> **STATED GOAL 1**
Return the part of the ts_headline() mailing-list post below that runs from "From: Alvaro Herrera" to "Subject: Re: Rethinking the implementation of ts_headline()", copied word for word.

Re: Rethinking the implementation of ts_headline()

From: Alvaro Herrera <alvherre(at)alvh(dot)no-ip(dot)org>
To: Tom Lane <tgl(at)sss(dot)pgh(dot)pa(dot)us>
Cc: pgsql-hackers(at)lists(dot)postgresql(dot)org, sebastian(dot)patino-lang(at)posteo(dot)net
Subject: Re: Rethinking the implementation of ts_headline()
Date: 2023-01-18 11:09:42
Message-ID: 20230118110942.od2naagwp6molgxz@alvherre.pgsql
Views: Raw Message | Whole Thread | Download mbox | Resend email
Thread:
Lists: pgsql-hackers

I tried this other test, based on looking at the new regression tests
you added,

SELECT ts_headline('english', '
Day after day, day after day,
We stuck, nor breath nor motion,
As idle as a painted Ship
Upon a painted Ocean.
Water, water, every where
And all the boards did shrink;
Water, water, every where,
Nor any drop to drink.
S. T. Coleridge (1772-1834)
', to_tsquery('english', '(day & drink) | (idle & painted)'), 'MaxFragments=5, MaxWords=9, MinWords=4');
ts_headline
─────────────────────────────────────────
motion, ↵
As <b>idle</b> as a <b>painted</b> Ship↵
Upon
(1 fila)

and was surprised that the match for the 'day & drink' arm of the OR
disappears from the reported headline.

This is what 15 reports for the same query:

SELECT ts_headline('english', '
Day after day, day after day,
We stuck, nor breath nor motion,
As idle as a painted Ship
Upon a painted Ocean.
Water, water, every where
And all the boards did shrink;
Water, water, every where,
Nor any drop to drink.
S. T. Coleridge (1772-1834)
', to_tsquery('english', '(day & drink) | (idle & painted)'), 'MaxFragments=5, MaxWords=9, MinWords=4');
ts_headline
───────────────────────────────────────────────────────────
<b>Day</b> after <b>day</b>, <b>day</b> after <b>day</b>,↵
We stuck ... motion, ↵
As <b>idle</b> as a <b>painted</b> Ship ↵
Upon
(1 fila)

I think this was better.

15 seems to fail in other ways; for instance, 'drink' is not highlighted in the
headline when the OR matches, but if the other arm of the OR doesn't match, it
is; for example both 15 and master return the same for this one:

SELECT ts_headline('english', '
Day after day, day after day,
We stuck, nor breath nor motion,
As idle as a painted Ship
Upon a painted Ocean.
Water, water, every where
And all the boards did shrink;
Water, water, every where,
Nor any drop to drink.
S. T. Coleridge (1772-1834)
', to_tsquery('english', '(day & drink) | (mountain & backpack)'), 'MaxFragments=5, MaxWords=9, MinWords=4');
ts_headline
───────────────────────────────────────────────────────────
<b>Day</b> after <b>day</b>, <b>day</b> after <b>day</b>,↵
We stuck ... drop to <b>drink</b>. ↵
S. T. Coleridge
(1 fila)

> **Dataset items**
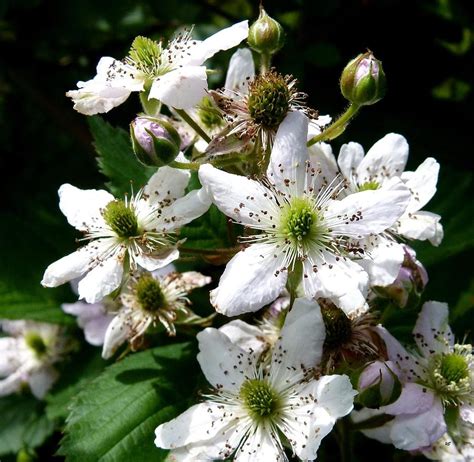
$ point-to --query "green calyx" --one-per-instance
(145, 55)
(121, 218)
(36, 343)
(260, 399)
(149, 294)
(209, 114)
(269, 99)
(337, 324)
(369, 186)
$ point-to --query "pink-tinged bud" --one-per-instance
(155, 142)
(363, 80)
(266, 36)
(378, 385)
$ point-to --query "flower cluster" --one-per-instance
(323, 248)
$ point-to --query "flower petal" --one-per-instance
(432, 332)
(300, 345)
(384, 160)
(288, 161)
(181, 88)
(224, 363)
(254, 272)
(239, 197)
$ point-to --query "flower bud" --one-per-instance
(155, 142)
(266, 36)
(363, 80)
(378, 385)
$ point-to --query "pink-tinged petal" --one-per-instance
(422, 183)
(369, 212)
(300, 345)
(241, 70)
(222, 40)
(420, 226)
(289, 158)
(415, 431)
(102, 280)
(181, 88)
(239, 197)
(385, 159)
(414, 399)
(82, 208)
(432, 332)
(254, 272)
(339, 279)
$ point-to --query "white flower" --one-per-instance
(253, 404)
(439, 374)
(300, 223)
(149, 299)
(174, 75)
(27, 356)
(124, 234)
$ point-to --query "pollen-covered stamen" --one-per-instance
(36, 343)
(149, 294)
(121, 218)
(260, 399)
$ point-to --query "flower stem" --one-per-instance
(337, 127)
(193, 124)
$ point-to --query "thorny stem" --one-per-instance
(337, 127)
(193, 124)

> **STATED GOAL 2**
Retype every line of the dataset items above word for word, leaving out the pictures.

> **CORRECT ANSWER 1**
From: Alvaro Herrera <alvherre(at)alvh(dot)no-ip(dot)org>
To: Tom Lane <tgl(at)sss(dot)pgh(dot)pa(dot)us>
Cc: pgsql-hackers(at)lists(dot)postgresql(dot)org, sebastian(dot)patino-lang(at)posteo(dot)net
Subject: Re: Rethinking the implementation of ts_headline()

> **CORRECT ANSWER 2**
$ point-to --query "green calyx" --one-per-instance
(145, 55)
(121, 218)
(36, 343)
(260, 399)
(149, 294)
(209, 114)
(269, 99)
(337, 324)
(369, 186)
$ point-to --query "pink-tinged bud" --one-per-instance
(155, 142)
(363, 80)
(266, 36)
(378, 385)
$ point-to --query "flower cluster" --one-per-instance
(323, 248)
$ point-to --query "flower petal" --one-per-instance
(432, 332)
(300, 345)
(384, 160)
(288, 161)
(181, 88)
(224, 363)
(254, 272)
(239, 197)
$ point-to --query "flower bud" --one-per-instance
(155, 142)
(266, 36)
(363, 80)
(378, 385)
$ point-to --query "pink-tinged petal" --one-per-instance
(422, 183)
(369, 212)
(300, 345)
(241, 70)
(222, 40)
(420, 226)
(289, 158)
(415, 431)
(102, 280)
(181, 88)
(239, 197)
(385, 159)
(414, 399)
(82, 208)
(432, 332)
(254, 272)
(339, 279)
$ point-to --query "white flower" --one-per-instance
(253, 404)
(439, 374)
(300, 223)
(149, 299)
(174, 75)
(27, 356)
(124, 234)
$ point-to --query "pollen-covered stamen" --one-per-instance
(36, 343)
(149, 294)
(121, 218)
(260, 399)
$ point-to --query "flower stem" --one-per-instance
(337, 127)
(193, 124)
$ point-to --query "thorny stem" --one-per-instance
(337, 127)
(193, 124)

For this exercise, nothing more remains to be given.